§ Dataset content
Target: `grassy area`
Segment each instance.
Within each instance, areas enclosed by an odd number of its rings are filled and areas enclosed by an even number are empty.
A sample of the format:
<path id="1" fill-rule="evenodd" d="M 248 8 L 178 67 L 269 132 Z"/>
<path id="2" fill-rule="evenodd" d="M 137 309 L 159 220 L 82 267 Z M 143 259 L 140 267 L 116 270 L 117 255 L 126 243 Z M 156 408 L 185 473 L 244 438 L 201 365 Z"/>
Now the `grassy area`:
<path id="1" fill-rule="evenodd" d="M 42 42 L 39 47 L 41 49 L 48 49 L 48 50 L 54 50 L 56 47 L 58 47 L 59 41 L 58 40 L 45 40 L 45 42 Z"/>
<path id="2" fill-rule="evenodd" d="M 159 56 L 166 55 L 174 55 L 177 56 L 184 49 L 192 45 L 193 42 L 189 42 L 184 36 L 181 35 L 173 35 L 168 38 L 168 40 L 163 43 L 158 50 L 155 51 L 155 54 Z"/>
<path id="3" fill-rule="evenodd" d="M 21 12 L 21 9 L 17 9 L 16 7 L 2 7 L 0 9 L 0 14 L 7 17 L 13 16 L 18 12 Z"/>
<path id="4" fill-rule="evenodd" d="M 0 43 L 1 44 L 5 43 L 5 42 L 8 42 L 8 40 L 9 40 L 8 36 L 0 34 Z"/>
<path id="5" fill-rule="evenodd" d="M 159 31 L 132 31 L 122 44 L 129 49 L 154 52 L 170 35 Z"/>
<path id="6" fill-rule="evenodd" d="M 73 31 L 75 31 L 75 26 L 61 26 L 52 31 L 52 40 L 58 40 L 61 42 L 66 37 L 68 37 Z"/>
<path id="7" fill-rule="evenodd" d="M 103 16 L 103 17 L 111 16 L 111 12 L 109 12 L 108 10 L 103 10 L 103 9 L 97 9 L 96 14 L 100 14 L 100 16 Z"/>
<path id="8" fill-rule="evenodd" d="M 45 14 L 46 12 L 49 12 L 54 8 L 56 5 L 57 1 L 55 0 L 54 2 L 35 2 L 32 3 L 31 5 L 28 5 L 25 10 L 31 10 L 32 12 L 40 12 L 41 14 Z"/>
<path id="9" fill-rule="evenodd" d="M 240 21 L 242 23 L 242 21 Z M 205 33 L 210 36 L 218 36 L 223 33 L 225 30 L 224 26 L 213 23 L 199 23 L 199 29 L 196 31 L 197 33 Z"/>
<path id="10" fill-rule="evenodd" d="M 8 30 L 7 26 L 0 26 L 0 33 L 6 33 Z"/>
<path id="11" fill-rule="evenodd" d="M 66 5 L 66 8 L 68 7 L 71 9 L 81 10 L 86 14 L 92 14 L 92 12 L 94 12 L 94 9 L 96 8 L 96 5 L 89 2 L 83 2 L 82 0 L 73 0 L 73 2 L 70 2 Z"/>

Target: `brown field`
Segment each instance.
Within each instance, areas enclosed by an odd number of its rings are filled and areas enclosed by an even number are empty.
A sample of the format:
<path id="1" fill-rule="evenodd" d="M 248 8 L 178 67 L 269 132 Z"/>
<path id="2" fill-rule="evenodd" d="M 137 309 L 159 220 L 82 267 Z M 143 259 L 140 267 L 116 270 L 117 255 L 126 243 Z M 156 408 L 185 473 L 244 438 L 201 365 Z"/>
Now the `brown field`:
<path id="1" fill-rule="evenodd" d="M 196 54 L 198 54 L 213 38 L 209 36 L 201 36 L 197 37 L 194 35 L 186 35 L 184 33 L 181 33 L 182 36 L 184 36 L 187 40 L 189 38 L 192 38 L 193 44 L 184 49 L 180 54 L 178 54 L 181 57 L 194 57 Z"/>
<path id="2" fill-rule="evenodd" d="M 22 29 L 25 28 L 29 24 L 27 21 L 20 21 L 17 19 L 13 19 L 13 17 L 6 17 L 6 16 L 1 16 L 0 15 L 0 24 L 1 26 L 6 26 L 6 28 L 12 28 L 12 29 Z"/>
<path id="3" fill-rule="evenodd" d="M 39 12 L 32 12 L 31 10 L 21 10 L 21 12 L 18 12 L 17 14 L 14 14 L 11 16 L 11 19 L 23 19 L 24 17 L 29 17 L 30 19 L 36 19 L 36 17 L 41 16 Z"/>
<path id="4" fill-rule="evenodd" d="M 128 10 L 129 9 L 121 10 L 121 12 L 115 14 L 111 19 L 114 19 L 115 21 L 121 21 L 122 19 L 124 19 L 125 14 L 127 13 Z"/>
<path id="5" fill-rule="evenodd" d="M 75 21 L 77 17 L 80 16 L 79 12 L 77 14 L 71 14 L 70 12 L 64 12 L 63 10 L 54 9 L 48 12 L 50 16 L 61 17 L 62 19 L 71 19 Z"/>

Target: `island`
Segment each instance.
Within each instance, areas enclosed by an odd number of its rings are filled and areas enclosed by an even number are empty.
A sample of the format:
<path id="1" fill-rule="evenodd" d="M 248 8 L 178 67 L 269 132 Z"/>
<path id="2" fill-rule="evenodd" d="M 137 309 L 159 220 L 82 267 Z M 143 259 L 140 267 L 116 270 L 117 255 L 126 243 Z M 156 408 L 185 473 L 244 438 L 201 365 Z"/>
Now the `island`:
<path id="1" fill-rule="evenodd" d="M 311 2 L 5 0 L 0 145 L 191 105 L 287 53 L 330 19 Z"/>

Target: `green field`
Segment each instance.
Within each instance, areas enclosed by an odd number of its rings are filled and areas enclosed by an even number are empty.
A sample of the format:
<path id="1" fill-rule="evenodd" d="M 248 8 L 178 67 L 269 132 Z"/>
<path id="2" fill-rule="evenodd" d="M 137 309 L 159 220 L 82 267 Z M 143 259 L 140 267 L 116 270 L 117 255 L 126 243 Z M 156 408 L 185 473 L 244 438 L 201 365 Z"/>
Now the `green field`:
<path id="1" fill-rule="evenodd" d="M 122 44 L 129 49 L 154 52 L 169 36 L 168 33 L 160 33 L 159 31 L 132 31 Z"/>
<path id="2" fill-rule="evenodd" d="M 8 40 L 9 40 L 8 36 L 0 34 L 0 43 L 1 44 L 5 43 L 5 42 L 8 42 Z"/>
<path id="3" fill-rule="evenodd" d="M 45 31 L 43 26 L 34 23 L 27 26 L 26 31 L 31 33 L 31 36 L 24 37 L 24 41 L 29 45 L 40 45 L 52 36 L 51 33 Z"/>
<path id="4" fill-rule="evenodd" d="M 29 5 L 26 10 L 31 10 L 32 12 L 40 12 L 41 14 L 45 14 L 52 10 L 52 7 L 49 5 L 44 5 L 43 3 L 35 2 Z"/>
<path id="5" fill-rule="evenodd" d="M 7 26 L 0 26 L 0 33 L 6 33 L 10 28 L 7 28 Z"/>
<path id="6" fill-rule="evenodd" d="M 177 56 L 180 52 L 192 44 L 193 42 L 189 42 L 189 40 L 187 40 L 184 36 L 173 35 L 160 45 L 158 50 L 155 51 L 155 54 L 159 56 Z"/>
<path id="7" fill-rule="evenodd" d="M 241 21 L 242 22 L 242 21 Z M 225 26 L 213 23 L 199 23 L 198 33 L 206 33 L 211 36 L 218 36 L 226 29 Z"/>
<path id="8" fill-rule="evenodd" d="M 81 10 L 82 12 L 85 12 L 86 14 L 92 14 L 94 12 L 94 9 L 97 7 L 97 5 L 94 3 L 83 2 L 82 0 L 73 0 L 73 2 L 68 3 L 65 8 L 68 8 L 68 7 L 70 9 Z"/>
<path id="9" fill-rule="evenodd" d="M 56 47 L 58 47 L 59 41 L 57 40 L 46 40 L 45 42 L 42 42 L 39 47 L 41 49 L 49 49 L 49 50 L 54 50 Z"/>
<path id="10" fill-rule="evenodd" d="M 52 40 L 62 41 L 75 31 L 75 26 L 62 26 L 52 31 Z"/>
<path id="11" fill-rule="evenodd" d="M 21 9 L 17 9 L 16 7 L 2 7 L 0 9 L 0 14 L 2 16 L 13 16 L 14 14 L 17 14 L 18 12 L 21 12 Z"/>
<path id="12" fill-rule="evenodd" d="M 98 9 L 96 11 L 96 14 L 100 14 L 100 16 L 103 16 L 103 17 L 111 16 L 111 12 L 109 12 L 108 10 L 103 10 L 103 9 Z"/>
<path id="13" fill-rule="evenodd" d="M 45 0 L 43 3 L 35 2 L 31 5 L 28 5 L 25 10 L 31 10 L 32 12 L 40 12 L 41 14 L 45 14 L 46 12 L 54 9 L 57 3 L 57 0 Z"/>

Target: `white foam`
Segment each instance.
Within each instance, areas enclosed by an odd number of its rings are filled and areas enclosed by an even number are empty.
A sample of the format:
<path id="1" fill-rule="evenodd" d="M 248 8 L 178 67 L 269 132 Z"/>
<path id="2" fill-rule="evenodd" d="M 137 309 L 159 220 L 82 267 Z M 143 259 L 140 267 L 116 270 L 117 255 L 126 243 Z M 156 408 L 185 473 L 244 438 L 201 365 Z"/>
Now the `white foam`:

§ Exercise directions
What lines of the data contain the string "foam"? List them.

§ Answer for the task
Target: `white foam`
Now the `white foam`:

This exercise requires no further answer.